* **Document**:
********
Je souligne à cet égard, toujours en prenant un peu de distance, que ce texte a connu une maturation progressive. De fait, le présent projet de loi est issu de multiples sources internationales, que Mme la garde des sceaux a exposées avec beaucoup d’érudition. Il s’agit notamment de directives de l’Union européenne et d’anciennes décisions-cadres. En effet, le présent texte additionne des engagements qui s’échelonnent sur une bonne demi-douzaine d’années. Or, jusqu’à l’entrée en vigueur des nouveaux traités européens, en 2010, il n’existait pas de directives européennes en matière judiciaire, mais simplement des décisions-cadres. Cette évolution est l’un des progrès de la démocratie en Europe : en accédant au statut de directives, ces mesures sont désormais le fruit d’un dialogue avec le Parlement européen.

D’autres conventions internationales sont transposées. Certaines ont été votées dans le cadre du Conseil de l’Europe. D’autres, plus larges, ont été adoptées au niveau des Nations unies. S’y ajoutent même des textes relevant d’un dispositif un peu périphérique de l’Union européenne : ces documents nous rappellent que, aux côtés de cette dernière, il y a l’Espace économique européen, auquel participent certains pays qui, s’ils acceptent d’appliquer nos règles, ne souhaitent pas nécessairement prendre part à nos partages de souveraineté. C’est le cas de l’Islande et de la Norvège, signataires de la convention en question.

Enfin, le présent texte prend en compte plusieurs arrêts de la Cour européenne des droits de l’homme, ainsi qu’un jugement de la Cour de justice de l’Union européenne.

Ces dispositions se traduisent par un grand nombre de modifications du code pénal et du code de procédure pénale. Il est explicable et légitime que ce travail ait exigé du temps et de la réflexion de la part des services du ministère de la justice. Ce dernier n’a d’ailleurs pas manqué de mener de larges concertations avec les partenaires de l’élaboration du droit.

De ce fait, la maturation du présent texte a traversé une alternance politique : le gouvernement d’aujourd’hui a déposé un projet de loi largement travaillé par les gouvernements d’hier. C’est là un signe de continuité de l’État en matière de construction de notre droit pénal, contribuant à mettre en application nos engagements internationaux en général et européens en particulier. Cette occurrence relève, à mon sens, d’un état d’esprit républicain qu’il faut saluer.

Mes chers collègues, cette réalité n’est sans doute pas étrangère à l’esprit de concorde qui a animé notre commission des lois pour examiner les dispositions en discussion, et qui s’était déjà fait jour à l’Assemblée nationale. Notre débat sera donc sans doute tout à fait constructif et apaisé.

En partie grâce à ce temps de préparation et d’assimilation, le texte dont nous débattons est d’une très bonne qualité juridique. Il a fait l’objet d’apports positifs, eux-mêmes bien travaillés, par l’Assemblée nationale. En conséquence, la commission vous propose un accord complet, dès cette première lecture, sur quinze des articles en discussion.

Toutefois, madame la garde des sceaux, devant vous et vos collaborateurs, je me risquerai à une courte réflexion sur la préparation des textes de cette nature.
********
* **Exercices**:
**1.** D'après l'extrait, quels pays ont signé la convention liée à l'Espace économique européen ?
**2.** Recopiez fidèlement le passage de l'extrait qui commence par « Mes chers collègues, cette » et se poursuit jusqu'à « articles en discussion. ».

Enregistrements issus d'un jeu de données:
********
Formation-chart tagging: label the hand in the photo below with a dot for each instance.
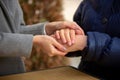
(53, 26)
(80, 43)
(48, 45)
(66, 36)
********
* **Corrigé**:
**1.** L'Islande et la Norvège.

**2.**
Mes chers collègues, cette réalité n’est sans doute pas étrangère à l’esprit de concorde qui a animé notre commission des lois pour examiner les dispositions en discussion, et qui s’était déjà fait jour à l’Assemblée nationale. Notre débat sera donc sans doute tout à fait constructif et apaisé.

En partie grâce à ce temps de préparation et d’assimilation, le texte dont nous débattons est d’une très bonne qualité juridique. Il a fait l’objet d’apports positifs, eux-mêmes bien travaillés, par l’Assemblée nationale. En conséquence, la commission vous propose un accord complet, dès cette première lecture, sur quinze des articles en discussion.